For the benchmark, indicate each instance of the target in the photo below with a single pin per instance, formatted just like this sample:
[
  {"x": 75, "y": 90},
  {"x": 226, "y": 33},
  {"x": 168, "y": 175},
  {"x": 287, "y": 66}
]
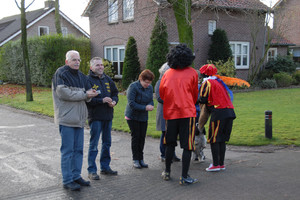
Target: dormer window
[
  {"x": 212, "y": 25},
  {"x": 128, "y": 10},
  {"x": 43, "y": 30}
]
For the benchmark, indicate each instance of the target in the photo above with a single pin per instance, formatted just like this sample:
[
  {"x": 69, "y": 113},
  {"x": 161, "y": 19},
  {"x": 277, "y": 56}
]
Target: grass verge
[{"x": 248, "y": 127}]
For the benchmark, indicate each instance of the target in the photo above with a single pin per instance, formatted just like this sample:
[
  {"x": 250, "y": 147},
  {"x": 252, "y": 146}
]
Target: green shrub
[
  {"x": 282, "y": 64},
  {"x": 296, "y": 76},
  {"x": 283, "y": 79},
  {"x": 131, "y": 65},
  {"x": 158, "y": 48},
  {"x": 268, "y": 83},
  {"x": 224, "y": 68},
  {"x": 220, "y": 47},
  {"x": 46, "y": 54}
]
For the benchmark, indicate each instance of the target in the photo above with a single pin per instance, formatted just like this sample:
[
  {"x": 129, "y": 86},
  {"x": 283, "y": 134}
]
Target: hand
[
  {"x": 91, "y": 93},
  {"x": 149, "y": 107},
  {"x": 107, "y": 100}
]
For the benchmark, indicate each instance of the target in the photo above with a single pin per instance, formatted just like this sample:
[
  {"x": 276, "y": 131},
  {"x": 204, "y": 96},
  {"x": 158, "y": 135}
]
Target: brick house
[
  {"x": 39, "y": 22},
  {"x": 113, "y": 21},
  {"x": 287, "y": 23}
]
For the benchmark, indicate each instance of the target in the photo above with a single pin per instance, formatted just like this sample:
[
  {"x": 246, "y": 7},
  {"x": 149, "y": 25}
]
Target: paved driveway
[{"x": 30, "y": 168}]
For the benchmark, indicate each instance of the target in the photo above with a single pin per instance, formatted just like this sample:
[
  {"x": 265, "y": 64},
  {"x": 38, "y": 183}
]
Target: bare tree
[
  {"x": 182, "y": 12},
  {"x": 57, "y": 18},
  {"x": 29, "y": 96}
]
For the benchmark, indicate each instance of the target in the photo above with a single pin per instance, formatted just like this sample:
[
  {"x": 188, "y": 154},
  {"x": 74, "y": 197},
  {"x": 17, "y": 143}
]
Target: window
[
  {"x": 240, "y": 53},
  {"x": 128, "y": 9},
  {"x": 64, "y": 31},
  {"x": 116, "y": 55},
  {"x": 112, "y": 11},
  {"x": 43, "y": 30},
  {"x": 212, "y": 24},
  {"x": 272, "y": 54}
]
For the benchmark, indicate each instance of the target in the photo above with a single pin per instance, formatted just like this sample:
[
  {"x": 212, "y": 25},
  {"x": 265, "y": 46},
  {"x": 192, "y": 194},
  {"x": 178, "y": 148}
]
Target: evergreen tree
[
  {"x": 131, "y": 65},
  {"x": 158, "y": 48},
  {"x": 219, "y": 48}
]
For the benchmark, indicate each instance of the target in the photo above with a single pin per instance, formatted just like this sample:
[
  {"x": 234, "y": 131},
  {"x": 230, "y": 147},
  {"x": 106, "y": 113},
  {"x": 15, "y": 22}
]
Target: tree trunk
[
  {"x": 57, "y": 18},
  {"x": 182, "y": 12},
  {"x": 29, "y": 96}
]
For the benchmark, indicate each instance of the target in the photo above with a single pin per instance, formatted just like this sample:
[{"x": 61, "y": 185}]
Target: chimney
[{"x": 49, "y": 4}]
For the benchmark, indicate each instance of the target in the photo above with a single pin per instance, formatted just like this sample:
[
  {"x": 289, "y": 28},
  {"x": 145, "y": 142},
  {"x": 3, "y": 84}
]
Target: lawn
[{"x": 248, "y": 127}]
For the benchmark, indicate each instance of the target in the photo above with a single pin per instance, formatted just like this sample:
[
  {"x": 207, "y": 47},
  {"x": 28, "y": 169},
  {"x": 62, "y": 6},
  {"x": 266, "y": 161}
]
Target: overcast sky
[{"x": 72, "y": 8}]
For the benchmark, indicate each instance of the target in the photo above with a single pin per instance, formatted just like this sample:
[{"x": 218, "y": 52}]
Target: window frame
[
  {"x": 272, "y": 57},
  {"x": 247, "y": 44},
  {"x": 112, "y": 11},
  {"x": 44, "y": 27},
  {"x": 213, "y": 24},
  {"x": 119, "y": 47},
  {"x": 128, "y": 12},
  {"x": 64, "y": 31}
]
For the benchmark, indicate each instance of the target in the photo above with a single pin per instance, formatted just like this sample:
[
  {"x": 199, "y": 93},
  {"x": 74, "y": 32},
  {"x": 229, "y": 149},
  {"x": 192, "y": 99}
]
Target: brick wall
[
  {"x": 238, "y": 27},
  {"x": 287, "y": 20},
  {"x": 104, "y": 34}
]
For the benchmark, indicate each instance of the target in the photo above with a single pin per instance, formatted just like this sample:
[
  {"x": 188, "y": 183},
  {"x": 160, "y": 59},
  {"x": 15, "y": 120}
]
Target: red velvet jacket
[
  {"x": 214, "y": 94},
  {"x": 179, "y": 91}
]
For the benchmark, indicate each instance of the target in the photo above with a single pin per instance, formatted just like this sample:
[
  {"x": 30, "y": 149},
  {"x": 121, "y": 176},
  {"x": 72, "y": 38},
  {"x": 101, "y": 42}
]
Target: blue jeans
[
  {"x": 96, "y": 128},
  {"x": 71, "y": 152}
]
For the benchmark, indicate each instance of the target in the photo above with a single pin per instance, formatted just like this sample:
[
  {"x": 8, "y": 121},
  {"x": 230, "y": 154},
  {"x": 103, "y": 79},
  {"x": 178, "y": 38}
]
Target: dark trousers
[
  {"x": 218, "y": 153},
  {"x": 138, "y": 134}
]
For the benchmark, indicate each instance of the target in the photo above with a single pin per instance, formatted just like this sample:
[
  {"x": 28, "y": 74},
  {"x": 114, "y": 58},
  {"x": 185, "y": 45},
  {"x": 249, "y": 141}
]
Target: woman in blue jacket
[{"x": 139, "y": 102}]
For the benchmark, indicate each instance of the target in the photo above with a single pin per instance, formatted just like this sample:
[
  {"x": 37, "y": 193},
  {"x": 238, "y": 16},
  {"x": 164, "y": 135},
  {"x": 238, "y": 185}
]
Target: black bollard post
[{"x": 268, "y": 124}]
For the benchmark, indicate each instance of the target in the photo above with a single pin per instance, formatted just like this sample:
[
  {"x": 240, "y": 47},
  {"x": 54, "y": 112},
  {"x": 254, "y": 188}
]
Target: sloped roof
[
  {"x": 277, "y": 4},
  {"x": 10, "y": 27},
  {"x": 233, "y": 4}
]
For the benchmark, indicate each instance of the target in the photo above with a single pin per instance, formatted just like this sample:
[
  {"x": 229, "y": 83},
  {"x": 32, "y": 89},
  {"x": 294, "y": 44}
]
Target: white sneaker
[{"x": 213, "y": 168}]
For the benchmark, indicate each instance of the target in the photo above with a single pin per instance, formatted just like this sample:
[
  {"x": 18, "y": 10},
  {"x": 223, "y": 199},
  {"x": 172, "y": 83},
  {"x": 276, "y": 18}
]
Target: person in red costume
[
  {"x": 179, "y": 91},
  {"x": 218, "y": 98}
]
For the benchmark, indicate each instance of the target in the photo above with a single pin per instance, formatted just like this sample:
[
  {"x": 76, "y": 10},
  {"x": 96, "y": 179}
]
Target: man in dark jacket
[{"x": 100, "y": 114}]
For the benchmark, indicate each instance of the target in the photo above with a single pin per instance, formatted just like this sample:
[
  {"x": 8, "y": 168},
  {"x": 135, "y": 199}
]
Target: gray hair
[
  {"x": 92, "y": 61},
  {"x": 163, "y": 68},
  {"x": 70, "y": 53}
]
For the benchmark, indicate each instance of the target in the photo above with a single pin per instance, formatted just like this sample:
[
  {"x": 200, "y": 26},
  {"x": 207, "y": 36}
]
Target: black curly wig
[{"x": 180, "y": 57}]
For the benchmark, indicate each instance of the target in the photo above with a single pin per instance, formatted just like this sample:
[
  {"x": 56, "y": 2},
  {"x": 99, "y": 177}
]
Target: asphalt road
[{"x": 30, "y": 168}]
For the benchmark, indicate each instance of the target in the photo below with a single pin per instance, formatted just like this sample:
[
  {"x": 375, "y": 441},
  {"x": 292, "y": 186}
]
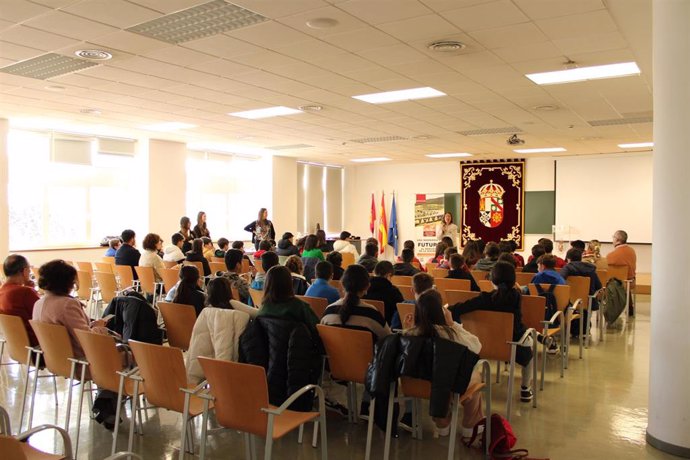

» **BRIEF**:
Please state how many lines in the items above contain the string "black", with case counting, and reply with the number alone.

» **FINAL ANSWER**:
2